> **SET PROBLEM**:
Reproduce the entire listing below, switching every occurrence of "bear's" to "grizzly's" and keeping all other text unchanged. Omit the pictures from your reproduction.

> **DATA PROVIDED**:

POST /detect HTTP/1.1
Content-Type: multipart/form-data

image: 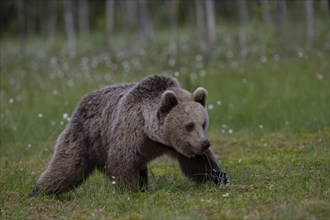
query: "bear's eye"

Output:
[184,123,195,132]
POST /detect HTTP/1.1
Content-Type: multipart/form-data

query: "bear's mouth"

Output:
[186,141,208,157]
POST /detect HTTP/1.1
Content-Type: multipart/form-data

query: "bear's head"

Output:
[158,87,210,157]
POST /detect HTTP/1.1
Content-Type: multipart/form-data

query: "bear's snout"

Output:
[202,140,211,151]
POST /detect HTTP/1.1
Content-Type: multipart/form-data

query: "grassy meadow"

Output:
[0,22,330,219]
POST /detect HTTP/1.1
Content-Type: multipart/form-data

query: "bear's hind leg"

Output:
[139,166,148,191]
[34,142,95,196]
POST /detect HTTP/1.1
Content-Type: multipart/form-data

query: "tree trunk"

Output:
[168,0,179,55]
[195,0,206,50]
[47,1,57,42]
[78,0,89,37]
[275,0,289,55]
[105,0,115,38]
[204,0,216,50]
[63,0,76,55]
[305,0,314,47]
[16,0,26,59]
[260,0,272,25]
[237,0,249,58]
[126,0,137,30]
[138,0,152,43]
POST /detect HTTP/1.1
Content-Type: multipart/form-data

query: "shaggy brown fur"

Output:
[32,75,226,195]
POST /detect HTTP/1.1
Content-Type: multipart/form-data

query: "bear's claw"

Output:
[211,169,230,186]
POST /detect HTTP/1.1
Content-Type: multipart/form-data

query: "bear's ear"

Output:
[160,90,178,113]
[194,87,207,107]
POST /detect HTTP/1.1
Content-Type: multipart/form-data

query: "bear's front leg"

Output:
[179,149,229,185]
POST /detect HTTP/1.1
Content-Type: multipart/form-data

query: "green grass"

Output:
[0,21,330,219]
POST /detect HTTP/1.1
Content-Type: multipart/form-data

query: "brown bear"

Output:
[30,75,229,196]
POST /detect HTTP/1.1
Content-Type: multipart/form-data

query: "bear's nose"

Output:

> **TASK RESPONSE**:
POST /detect HTTP/1.1
Content-Type: multipart/form-data

image: 
query: "grizzly's eye"

Output:
[184,123,195,132]
POST /detect HTTP/1.1
Content-Type: multipart/form-data

query: "grizzly's mouth"

Output:
[186,141,208,157]
POST /detect HTTP/1.1
Content-Type: multipart/form-data

query: "grizzly's head"

Output:
[158,87,210,157]
POST /detect HTTP/1.1
Content-Type: multipart/form-data

query: "grizzly's snout"

Output:
[202,140,211,151]
POST /detect HTTP/1.1
Content-Type: multipart/form-data

query: "grassy meadow"

Output:
[0,22,330,219]
POST /detect HTTP/1.1
Content-Type: multipart/form-data

query: "grizzly's hind leg"

Output:
[139,166,148,191]
[34,142,95,196]
POST /detect HTTP/1.1
Content-Type: multipart/form-data

query: "tree trunk"

Output:
[168,0,179,55]
[195,0,206,50]
[47,1,57,42]
[78,0,89,37]
[275,0,289,55]
[105,0,115,38]
[204,0,216,50]
[63,0,76,55]
[305,0,314,47]
[16,0,26,59]
[260,0,272,25]
[237,0,249,58]
[126,0,137,30]
[138,0,152,43]
POST /detect HTTP/1.1
Content-Type: multipart/form-data

query: "shaggy brown fur"

Output:
[32,75,226,195]
POST /detect HTTP/1.1
Content-Type: multipart/form-data

query: "grizzly's claw"

Output:
[211,169,230,186]
POST /detect HTTP/1.1
Content-Type: multipart/form-data

query: "grizzly's ear"

Output:
[160,90,178,113]
[194,87,207,107]
POST /detect HTTP/1.1
Content-Type: multipart/form-data

query: "grizzly's front leg"

Output:
[179,149,229,185]
POST /detect HTTP/1.1
Content-Type: multipart/form-data

query: "green grass"

Output:
[0,21,330,219]
POST /detect HTTP/1.1
Content-Type: multipart/form-data

query: "brown bear"

Output:
[30,75,229,196]
POST /detect HTTP/1.1
Content-Type: multipart/form-data

query: "grizzly's nose"

Output:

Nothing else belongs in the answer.